INSTRUCTION: Count the lines in the entries below that contain the word "flag". Reply with the number only.

Excerpts from a point labeling dataset:
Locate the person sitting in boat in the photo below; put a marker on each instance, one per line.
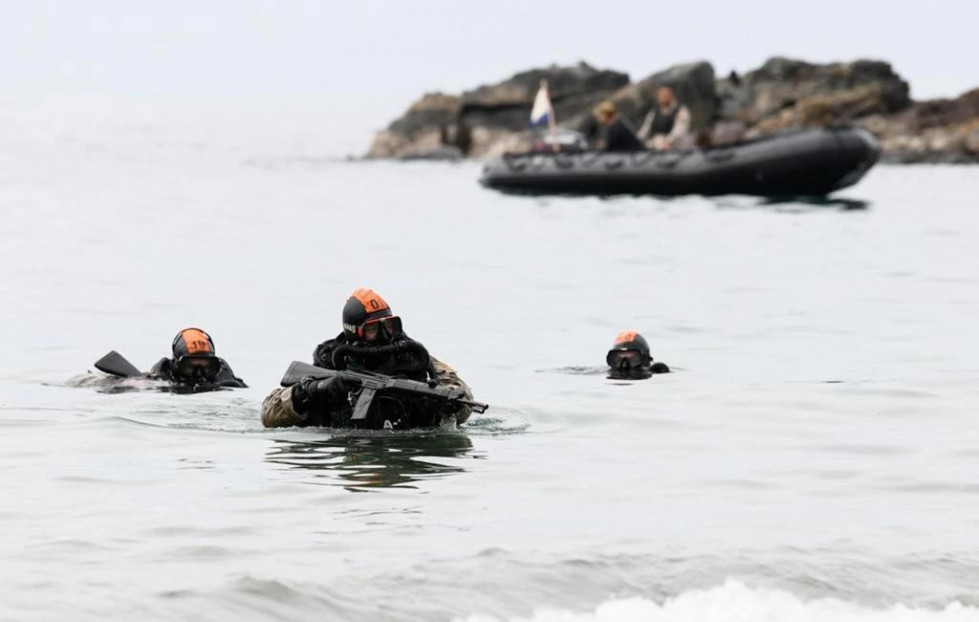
(629, 358)
(617, 134)
(668, 123)
(194, 362)
(372, 340)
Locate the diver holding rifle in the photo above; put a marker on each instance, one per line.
(371, 375)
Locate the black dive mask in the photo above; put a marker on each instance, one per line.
(196, 368)
(626, 360)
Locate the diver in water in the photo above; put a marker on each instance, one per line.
(372, 340)
(194, 368)
(194, 362)
(629, 358)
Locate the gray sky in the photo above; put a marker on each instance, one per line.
(379, 56)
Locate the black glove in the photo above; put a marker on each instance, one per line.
(309, 392)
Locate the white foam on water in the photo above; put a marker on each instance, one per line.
(735, 602)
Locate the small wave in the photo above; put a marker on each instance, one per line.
(735, 602)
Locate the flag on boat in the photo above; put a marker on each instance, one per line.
(542, 113)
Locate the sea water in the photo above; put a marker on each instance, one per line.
(814, 455)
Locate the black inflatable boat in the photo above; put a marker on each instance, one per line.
(797, 163)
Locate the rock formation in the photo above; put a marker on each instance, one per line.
(782, 94)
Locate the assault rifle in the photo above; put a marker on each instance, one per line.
(372, 384)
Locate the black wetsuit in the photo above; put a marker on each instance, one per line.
(387, 410)
(402, 364)
(163, 370)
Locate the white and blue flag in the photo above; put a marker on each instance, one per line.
(542, 113)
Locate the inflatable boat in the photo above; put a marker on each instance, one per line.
(796, 163)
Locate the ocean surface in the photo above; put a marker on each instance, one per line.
(815, 455)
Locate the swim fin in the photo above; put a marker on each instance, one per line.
(116, 364)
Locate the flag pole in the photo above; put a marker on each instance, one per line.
(551, 120)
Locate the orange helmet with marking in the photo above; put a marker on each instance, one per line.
(629, 351)
(366, 314)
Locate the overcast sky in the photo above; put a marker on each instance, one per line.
(380, 56)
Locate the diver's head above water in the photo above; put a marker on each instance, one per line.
(629, 357)
(367, 318)
(194, 358)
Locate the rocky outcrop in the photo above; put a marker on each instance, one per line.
(493, 118)
(941, 130)
(694, 86)
(780, 95)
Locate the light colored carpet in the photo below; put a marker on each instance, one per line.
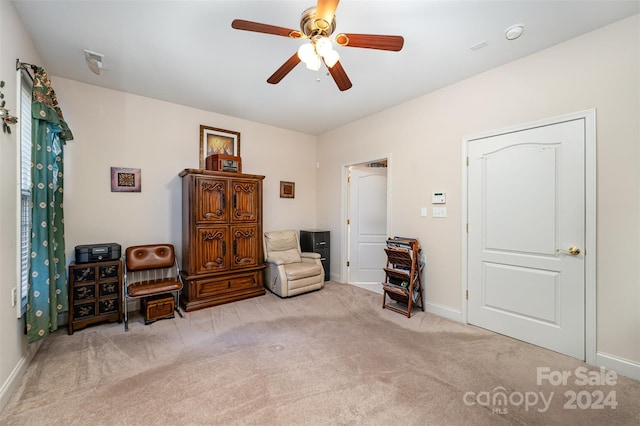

TASK OUTPUT: 3